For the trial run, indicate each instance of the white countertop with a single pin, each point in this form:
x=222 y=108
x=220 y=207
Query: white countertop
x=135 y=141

--*--

# [Goal of the exercise]
Reproduce every line of the records above verbatim, altering nothing.

# [Reply]
For the trial run, indicate each instance of the white countertop with a single pin, each point in this form:
x=222 y=108
x=220 y=207
Query: white countertop
x=135 y=141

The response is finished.